-- Your task --
Write the data out again exactly and in full.

(Extracted records begins)

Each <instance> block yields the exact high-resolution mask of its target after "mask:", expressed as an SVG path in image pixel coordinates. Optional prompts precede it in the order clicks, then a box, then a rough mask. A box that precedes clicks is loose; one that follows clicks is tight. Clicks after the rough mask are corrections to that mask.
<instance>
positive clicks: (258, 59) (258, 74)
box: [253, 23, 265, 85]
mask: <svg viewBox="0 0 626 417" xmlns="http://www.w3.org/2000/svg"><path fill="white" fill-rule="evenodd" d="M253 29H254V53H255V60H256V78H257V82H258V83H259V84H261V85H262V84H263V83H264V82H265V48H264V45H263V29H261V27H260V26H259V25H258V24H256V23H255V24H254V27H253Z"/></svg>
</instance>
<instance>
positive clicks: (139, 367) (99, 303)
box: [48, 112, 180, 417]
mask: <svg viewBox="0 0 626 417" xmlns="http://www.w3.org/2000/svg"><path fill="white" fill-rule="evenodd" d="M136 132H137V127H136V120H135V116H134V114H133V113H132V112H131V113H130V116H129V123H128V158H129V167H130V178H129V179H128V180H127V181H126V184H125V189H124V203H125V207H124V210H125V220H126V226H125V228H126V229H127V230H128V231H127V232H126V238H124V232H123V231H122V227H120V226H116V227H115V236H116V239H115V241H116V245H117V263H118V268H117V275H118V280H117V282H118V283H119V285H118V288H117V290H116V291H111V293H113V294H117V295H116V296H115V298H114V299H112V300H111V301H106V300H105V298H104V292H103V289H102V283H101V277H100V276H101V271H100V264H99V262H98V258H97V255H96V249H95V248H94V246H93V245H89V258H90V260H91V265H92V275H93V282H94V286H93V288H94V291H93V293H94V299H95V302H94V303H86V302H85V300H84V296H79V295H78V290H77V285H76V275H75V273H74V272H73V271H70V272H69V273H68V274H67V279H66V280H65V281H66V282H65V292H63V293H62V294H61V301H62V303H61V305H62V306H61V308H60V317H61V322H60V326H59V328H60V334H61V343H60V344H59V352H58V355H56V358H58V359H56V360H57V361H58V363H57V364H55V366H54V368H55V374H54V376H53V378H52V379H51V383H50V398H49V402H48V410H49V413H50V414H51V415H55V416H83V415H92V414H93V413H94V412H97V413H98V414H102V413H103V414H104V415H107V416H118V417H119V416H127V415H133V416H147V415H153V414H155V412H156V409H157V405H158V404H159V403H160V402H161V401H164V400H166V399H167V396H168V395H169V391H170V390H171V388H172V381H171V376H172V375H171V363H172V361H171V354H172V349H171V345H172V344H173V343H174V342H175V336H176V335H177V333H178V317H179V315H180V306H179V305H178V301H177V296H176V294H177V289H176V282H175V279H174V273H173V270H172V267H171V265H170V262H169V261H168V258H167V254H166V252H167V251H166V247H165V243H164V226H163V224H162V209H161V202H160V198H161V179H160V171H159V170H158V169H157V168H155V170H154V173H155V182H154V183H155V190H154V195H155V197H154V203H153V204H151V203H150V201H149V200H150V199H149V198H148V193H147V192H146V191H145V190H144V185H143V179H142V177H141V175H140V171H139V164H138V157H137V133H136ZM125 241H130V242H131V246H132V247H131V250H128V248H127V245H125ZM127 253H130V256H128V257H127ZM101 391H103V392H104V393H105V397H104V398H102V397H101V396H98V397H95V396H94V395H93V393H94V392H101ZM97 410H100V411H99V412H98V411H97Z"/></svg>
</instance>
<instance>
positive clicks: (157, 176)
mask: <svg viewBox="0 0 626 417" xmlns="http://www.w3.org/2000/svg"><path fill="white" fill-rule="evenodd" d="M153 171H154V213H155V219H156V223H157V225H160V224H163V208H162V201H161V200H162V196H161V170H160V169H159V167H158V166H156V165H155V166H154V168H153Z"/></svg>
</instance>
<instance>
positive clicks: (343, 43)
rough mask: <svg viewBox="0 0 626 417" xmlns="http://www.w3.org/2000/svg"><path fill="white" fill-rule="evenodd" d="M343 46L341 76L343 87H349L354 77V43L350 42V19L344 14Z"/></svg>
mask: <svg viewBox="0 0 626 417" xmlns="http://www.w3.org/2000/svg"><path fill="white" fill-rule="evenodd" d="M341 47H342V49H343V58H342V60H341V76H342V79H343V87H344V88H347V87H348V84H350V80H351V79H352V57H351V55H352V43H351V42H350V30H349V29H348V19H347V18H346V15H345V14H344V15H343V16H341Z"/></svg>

(Extracted records ends)

-- Written response --
Each <instance> block yields the exact high-resolution mask of its target after "mask:", expressed as an SVG path in image pixel coordinates. Optional prompts precede it in the order clicks, then a box, then a rough mask. A box that precedes clicks is loose; one that follows clicks is tight. Clicks after the rough mask are corrections to that mask.
<instance>
positive clicks: (258, 59) (258, 74)
box: [253, 23, 265, 85]
mask: <svg viewBox="0 0 626 417" xmlns="http://www.w3.org/2000/svg"><path fill="white" fill-rule="evenodd" d="M253 29H254V53H255V60H256V78H257V82H258V83H259V84H261V85H262V84H263V83H264V82H265V48H264V45H263V29H261V27H260V26H259V25H258V24H256V23H255V24H254V27H253Z"/></svg>
</instance>
<instance>
positive clicks: (139, 367) (99, 303)
box: [48, 112, 180, 417]
mask: <svg viewBox="0 0 626 417" xmlns="http://www.w3.org/2000/svg"><path fill="white" fill-rule="evenodd" d="M136 132H137V127H136V120H135V116H134V114H133V113H132V112H131V113H130V116H129V123H128V158H129V167H130V178H129V179H128V180H127V181H126V184H125V189H124V203H125V207H124V210H125V220H126V226H125V228H126V229H127V230H128V231H127V232H126V238H124V232H123V231H122V227H120V226H116V227H115V236H116V239H115V241H116V245H117V263H118V268H117V275H118V280H117V282H118V283H119V285H118V288H117V290H116V291H111V293H113V294H117V295H116V296H115V298H114V299H112V300H111V301H106V300H105V298H104V292H103V289H102V283H101V277H100V276H101V271H100V264H99V262H98V258H97V255H96V249H95V248H94V246H93V245H89V258H90V260H91V265H92V275H93V282H94V286H93V288H94V291H93V293H94V299H95V302H94V303H86V302H85V300H84V296H79V295H78V290H77V285H76V275H75V273H74V272H73V271H70V272H69V273H68V274H67V279H66V280H65V281H66V282H65V292H63V293H62V294H61V301H62V303H61V305H62V306H61V308H60V317H61V322H60V326H59V328H60V334H61V343H60V344H59V352H58V355H56V358H58V359H56V360H57V361H58V363H57V364H55V366H54V368H55V374H54V376H53V378H52V379H51V383H50V398H49V402H48V410H49V413H50V414H51V415H55V416H83V415H92V414H93V413H94V412H97V413H98V414H102V413H103V414H104V415H107V416H118V417H119V416H127V415H133V416H147V415H153V414H155V412H156V409H157V405H158V404H159V403H160V402H161V401H164V400H166V399H167V396H168V395H169V391H170V390H171V388H172V381H171V376H172V375H171V363H172V361H171V354H172V349H171V345H172V344H173V343H174V342H175V336H176V335H177V333H178V317H179V315H180V306H179V305H178V301H177V296H176V294H177V289H176V282H175V279H174V273H173V270H172V267H171V265H170V262H169V261H168V258H167V254H166V252H167V251H166V247H165V243H164V226H163V224H162V209H161V202H160V198H161V179H160V171H159V170H158V169H157V168H155V170H154V173H155V182H154V183H155V190H154V195H155V197H154V203H153V204H151V203H150V201H149V200H150V199H149V198H148V193H147V192H146V191H145V190H144V185H143V179H142V177H141V175H140V171H139V164H138V157H137V133H136ZM125 241H130V242H131V246H132V247H131V250H128V248H127V245H125ZM127 253H130V256H128V257H127ZM101 391H103V392H104V393H105V397H104V398H102V397H101V396H98V397H95V396H94V395H93V393H94V392H101ZM97 410H100V411H99V412H98V411H97Z"/></svg>
</instance>
<instance>
positive clicks: (157, 176)
mask: <svg viewBox="0 0 626 417" xmlns="http://www.w3.org/2000/svg"><path fill="white" fill-rule="evenodd" d="M153 171H154V213H155V219H156V223H157V225H160V224H163V208H162V201H161V200H162V196H161V170H160V169H159V167H158V166H156V165H155V166H154V168H153Z"/></svg>
</instance>
<instance>
positive clicks: (343, 43)
rough mask: <svg viewBox="0 0 626 417" xmlns="http://www.w3.org/2000/svg"><path fill="white" fill-rule="evenodd" d="M343 46L341 76L343 87H349L354 77V43L350 42V19L344 14Z"/></svg>
mask: <svg viewBox="0 0 626 417" xmlns="http://www.w3.org/2000/svg"><path fill="white" fill-rule="evenodd" d="M341 47H342V49H343V58H342V60H341V76H342V79H343V87H344V88H347V87H348V84H350V80H351V79H352V57H351V55H352V43H351V42H350V30H349V29H348V19H347V18H346V15H345V14H344V15H343V16H341Z"/></svg>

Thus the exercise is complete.